Work request:
Return every line of the data below unchanged, but leave out the pictures.

* * * * * * *

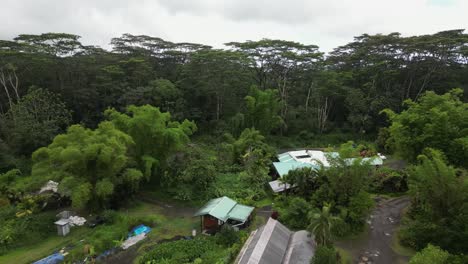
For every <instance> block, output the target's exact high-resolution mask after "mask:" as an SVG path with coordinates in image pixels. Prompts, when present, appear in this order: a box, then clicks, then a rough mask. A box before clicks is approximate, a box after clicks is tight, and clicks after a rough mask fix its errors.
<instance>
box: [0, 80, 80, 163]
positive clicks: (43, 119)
mask: <svg viewBox="0 0 468 264" xmlns="http://www.w3.org/2000/svg"><path fill="white" fill-rule="evenodd" d="M70 119H71V113H70V111H69V110H68V109H67V107H66V106H65V104H64V103H63V102H62V101H61V99H60V98H59V97H58V96H57V95H56V94H53V93H51V92H49V91H47V90H45V89H42V88H37V87H31V88H30V89H29V91H28V93H27V94H26V95H25V96H24V97H22V98H21V100H20V101H19V102H18V103H15V104H13V105H12V107H11V108H10V109H9V110H8V112H7V113H6V114H4V115H1V116H0V124H1V126H0V133H1V134H2V136H3V138H4V139H5V141H6V142H7V143H8V144H9V145H10V146H11V149H13V150H14V152H15V153H16V154H20V155H25V154H29V153H31V152H32V151H34V150H36V149H37V148H39V147H42V146H45V145H47V144H49V143H50V142H51V141H52V139H53V138H54V137H55V136H56V135H57V134H59V133H60V132H62V131H64V130H65V128H66V127H67V126H68V125H69V123H70V121H71V120H70Z"/></svg>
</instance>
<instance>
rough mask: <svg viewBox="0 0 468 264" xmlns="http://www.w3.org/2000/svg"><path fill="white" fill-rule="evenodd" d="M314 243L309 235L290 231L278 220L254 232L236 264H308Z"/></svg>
mask: <svg viewBox="0 0 468 264" xmlns="http://www.w3.org/2000/svg"><path fill="white" fill-rule="evenodd" d="M314 252H315V242H314V240H313V238H312V237H311V235H310V234H309V232H307V231H305V230H302V231H297V232H294V231H291V230H289V229H288V228H287V227H285V226H284V225H282V224H281V223H280V222H278V221H277V220H274V219H273V218H270V219H269V220H268V222H267V223H266V224H265V225H264V226H262V227H260V228H259V229H257V230H255V231H253V232H252V233H251V234H250V237H249V238H248V239H247V241H246V242H245V244H244V246H243V248H242V249H241V251H240V252H239V255H238V256H237V259H236V260H235V262H234V263H236V264H309V263H310V260H311V259H312V257H313V256H314Z"/></svg>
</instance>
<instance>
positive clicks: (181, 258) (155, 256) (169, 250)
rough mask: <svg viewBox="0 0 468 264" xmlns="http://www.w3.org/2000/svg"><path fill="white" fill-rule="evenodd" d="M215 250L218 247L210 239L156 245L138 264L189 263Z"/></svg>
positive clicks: (211, 238) (212, 239) (148, 252)
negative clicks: (141, 263) (153, 263)
mask: <svg viewBox="0 0 468 264" xmlns="http://www.w3.org/2000/svg"><path fill="white" fill-rule="evenodd" d="M215 249H219V247H218V246H216V243H215V241H214V239H213V238H211V237H197V238H195V239H192V240H177V241H172V242H167V243H162V244H158V245H156V247H155V248H154V249H153V250H151V251H149V252H147V253H146V254H144V255H143V257H142V258H141V259H140V263H142V264H143V263H148V262H150V263H171V264H173V263H174V264H178V263H190V262H193V261H195V260H196V259H198V258H202V256H203V255H204V254H206V253H207V252H209V251H213V250H215ZM202 259H203V258H202ZM163 260H164V261H165V262H163Z"/></svg>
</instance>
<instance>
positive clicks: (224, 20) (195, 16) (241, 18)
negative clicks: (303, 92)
mask: <svg viewBox="0 0 468 264" xmlns="http://www.w3.org/2000/svg"><path fill="white" fill-rule="evenodd" d="M1 8H2V12H1V15H0V39H11V38H13V37H15V36H17V35H18V34H24V33H30V34H39V33H44V32H66V33H73V34H77V35H80V36H82V42H83V43H85V44H94V45H100V46H102V47H105V48H107V47H109V46H108V44H109V42H110V39H111V38H112V37H117V36H120V35H121V34H123V33H131V34H145V35H150V36H156V37H161V38H163V39H166V40H170V41H173V42H195V43H202V44H208V45H212V46H215V47H222V44H223V43H226V42H229V41H244V40H258V39H261V38H273V39H284V40H293V41H298V42H302V43H305V44H316V45H318V46H320V50H322V51H330V50H332V49H333V48H334V47H337V46H339V45H344V44H346V43H348V42H350V41H352V39H353V37H354V36H357V35H360V34H363V33H372V34H374V33H391V32H400V33H403V34H404V35H420V34H431V33H435V32H438V31H441V30H448V29H459V28H463V29H465V28H468V0H284V1H283V0H1Z"/></svg>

* * * * * * *

Output of the task:
For every <instance> block, output the target's exact high-resolution mask after "mask:" as an SVG path with coordinates in image pixels. Prompts, when present, appear in this order: a box, then clicks, then a rough mask. A box before clicks is approximate, a box after clicks is tight, and clicks after a rough mask fix its errors.
<instance>
box: [0, 80, 80, 163]
positive clicks: (43, 119)
mask: <svg viewBox="0 0 468 264" xmlns="http://www.w3.org/2000/svg"><path fill="white" fill-rule="evenodd" d="M70 119H71V113H70V111H69V110H68V109H67V107H66V106H65V104H64V103H63V102H62V101H61V99H60V98H59V97H58V96H57V95H56V94H53V93H51V92H49V91H47V90H45V89H42V88H37V87H31V88H30V89H29V91H28V93H27V94H26V95H25V96H24V97H22V98H21V100H20V101H19V102H18V103H15V104H13V105H12V107H11V108H10V109H9V110H8V112H7V113H6V114H4V115H1V116H0V124H1V126H0V133H1V134H2V136H3V138H4V139H5V141H6V142H7V143H8V144H9V145H10V146H11V149H13V150H14V152H15V153H16V154H20V155H25V154H29V153H31V152H32V151H34V150H36V149H37V148H39V147H42V146H45V145H47V144H49V143H50V142H51V141H52V139H53V138H54V137H55V136H56V135H57V134H59V133H60V132H62V131H64V130H65V128H66V127H67V126H68V125H69V123H70V121H71V120H70Z"/></svg>
</instance>
<instance>
rough mask: <svg viewBox="0 0 468 264" xmlns="http://www.w3.org/2000/svg"><path fill="white" fill-rule="evenodd" d="M314 243L309 235L290 231L278 220L254 232L236 264H308Z"/></svg>
mask: <svg viewBox="0 0 468 264" xmlns="http://www.w3.org/2000/svg"><path fill="white" fill-rule="evenodd" d="M314 252H315V242H314V240H313V238H312V237H311V235H310V234H309V232H307V231H305V230H302V231H297V232H294V231H291V230H289V229H288V228H287V227H285V226H284V225H282V224H281V223H280V222H278V221H277V220H274V219H273V218H270V219H269V220H268V222H267V223H266V224H265V225H264V226H262V227H260V228H259V229H257V230H255V231H253V232H252V233H251V234H250V237H249V238H248V239H247V241H246V242H245V244H244V246H243V248H242V249H241V251H240V252H239V255H238V256H237V259H236V260H235V262H234V263H236V264H309V263H310V260H311V259H312V257H313V256H314Z"/></svg>
</instance>
<instance>
positive clicks: (181, 258) (155, 256) (169, 250)
rough mask: <svg viewBox="0 0 468 264" xmlns="http://www.w3.org/2000/svg"><path fill="white" fill-rule="evenodd" d="M215 250L218 247L210 239L156 245L138 264L189 263Z"/></svg>
positive clicks: (211, 238) (212, 239) (148, 252)
negative clicks: (141, 263) (153, 263)
mask: <svg viewBox="0 0 468 264" xmlns="http://www.w3.org/2000/svg"><path fill="white" fill-rule="evenodd" d="M215 249H219V247H218V246H216V243H215V241H214V239H213V238H211V237H197V238H195V239H192V240H177V241H172V242H167V243H162V244H158V245H156V247H155V248H154V249H153V250H151V251H149V252H147V253H146V254H144V255H143V257H142V258H141V259H140V263H142V264H143V263H148V262H150V263H171V264H173V263H174V264H178V263H190V262H193V261H195V260H196V259H198V258H202V256H203V255H204V254H206V253H207V252H209V251H213V250H215ZM202 259H203V258H202ZM163 260H164V261H165V262H163Z"/></svg>
</instance>
<instance>
positive clicks: (224, 20) (195, 16) (241, 18)
negative clicks: (303, 92)
mask: <svg viewBox="0 0 468 264" xmlns="http://www.w3.org/2000/svg"><path fill="white" fill-rule="evenodd" d="M1 8H2V12H1V15H0V39H11V38H13V37H15V36H17V35H18V34H24V33H30V34H39V33H44V32H66V33H73V34H77V35H80V36H82V42H83V43H85V44H94V45H100V46H102V47H105V48H107V47H109V46H108V44H109V42H110V39H111V38H112V37H117V36H120V35H121V34H123V33H131V34H145V35H150V36H156V37H161V38H163V39H166V40H170V41H173V42H195V43H202V44H208V45H212V46H215V47H222V44H223V43H226V42H229V41H244V40H258V39H261V38H273V39H284V40H293V41H298V42H302V43H305V44H316V45H318V46H320V50H322V51H330V50H332V49H333V48H334V47H337V46H339V45H344V44H346V43H348V42H350V41H352V39H353V37H354V36H357V35H360V34H363V33H372V34H374V33H391V32H400V33H403V34H404V35H420V34H431V33H435V32H438V31H441V30H448V29H459V28H463V29H465V28H468V0H284V1H283V0H1Z"/></svg>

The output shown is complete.